=== Sayfa alıntısı ===

30 Mart 2009 Pazartesi
YEREL SEÇİMLERİN GALİBİ DEMOKRASİ GÜÇLERİDİR
Mihrac Ural
30 Mart 2009
Seçimler demokrasi güçlerinin galibiyetiyle noktalandı. Gericilik bir çöküşe demokrasi güçleri yükselişe geçti. 22 Temmuz 2007 genel seçimleriyle oluşan yeni siyasal tablonun güçler dengesi yerel seçimlerle yeniden düzenlenmiş oldu. Düzenlenen saflar değil, safların karşılıklı güçler dengesidir. Halklarımız bunu oylarıyla kararlaştırdı; ortak ülkemizin farklılıklarımızla, ayrı varlıklarımızla bir bütün olduğunu tek boyutlu siyasi eğilimlerin ortaya koyduğu gerici duruşun karşısına demokrasi ve özgürlük güçlerini güçlendirerek koydu.
29 Mart 2009 yerel seçimlerinin sonuçlarını doğru okumak, ülkemizin gelecek çeyrek asırlık siyasal tarihini doğru algılamak kadar önemlidir. Bu da yeni sürecin siyasal tercihlerini, yapılanma ve yönelim etkinliklerini belirlemek demektir.

=== Verilen kayıtlar ===

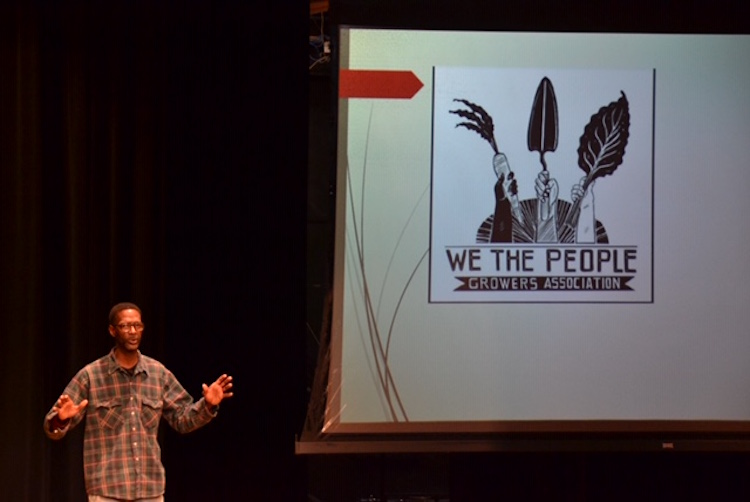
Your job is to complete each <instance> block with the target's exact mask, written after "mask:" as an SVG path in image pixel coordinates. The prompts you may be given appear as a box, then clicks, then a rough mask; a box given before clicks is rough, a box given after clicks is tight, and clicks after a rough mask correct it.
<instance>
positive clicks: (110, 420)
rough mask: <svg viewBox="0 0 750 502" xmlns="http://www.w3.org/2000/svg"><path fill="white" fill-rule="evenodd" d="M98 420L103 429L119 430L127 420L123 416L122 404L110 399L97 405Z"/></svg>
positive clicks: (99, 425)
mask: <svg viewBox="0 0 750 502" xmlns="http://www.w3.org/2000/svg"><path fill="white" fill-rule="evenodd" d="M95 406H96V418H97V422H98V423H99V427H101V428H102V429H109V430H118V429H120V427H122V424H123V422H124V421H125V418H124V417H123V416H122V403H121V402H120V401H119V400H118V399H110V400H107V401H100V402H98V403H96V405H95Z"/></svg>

===

** Alıştırma görevleri **
[a] Kayıtlarda en baştan başlayıp "positive clicks: (110, 420)" geçen satırla biten satırları, iki ucu da dahil ederek aynen geri ver. Resmi cevaba ekleme.
[b] Yerel seçim sonuçlarını ele alan yazıyı kaldığı yerden ilerlet.

** Sırayla sonuçlar **
[a]
Your job is to complete each <instance> block with the target's exact mask, written after "mask:" as an SVG path in image pixel coordinates. The prompts you may be given appear as a box, then clicks, then a rough mask; a box given before clicks is rough, a box given after clicks is tight, and clicks after a rough mask correct it.
<instance>
positive clicks: (110, 420)

[b]
Ülkemizin ihtiyaç duyduğu gerçekçi siyasal dönüşümlerin yapılanması yerel seçimlerin yarattığı yeni güçler dengesinde çok anlamlı bir yere sahiptir.
Yerel seçimlerin ilk ve en önemli belirtilerini üç başlık altında toplayabiliriz.
Birincisi; ülke sathında demokrasi güçleri, gerici güçler karşısında denge durumuna gelebilecekleri kazanımlar elde etmiştir.
Kürdistan’da DTP’nin gösterdiği başarı, Devletin kurum ve kuruluşlarıyla elindeki mali ve askeri güçlerle, sınır ötesi operasyon, “yaratıcı anarşi” taktikleri ve akıllara ziyan baskılarıyla Kürt halkının özgürlük hareketine, demokrasi taleplerine yönelik saldırıları sonuç vermemiştir.
PKK ve onun siyasal yönelimlerini temsil eden güçler Kürt halkının gerçek temsilcileri olarak, devlete ve onun adına hareket eden gerici iktidara ağır bir darbe vurmuştur. Seçimleri ezici çoğunlukla kazanmıştır. Fırat’ın berisi demokrasi manivelası olarak ortak ülkemizin vazgeçilmez siyasal dayanaklarından biri olarak kararlılığıyla da ortaya çıkmıştır.
Buna Fırat’ın berisinden gelen demokratik güçlerin toparlanışıyla ortaya konmuş ilerlemeyi eklediğimizde, ülkemiz demokrasi güçlerinin gericilik karşısından önemli bir başarı kazandığından söz etmemiz yanlış değildir.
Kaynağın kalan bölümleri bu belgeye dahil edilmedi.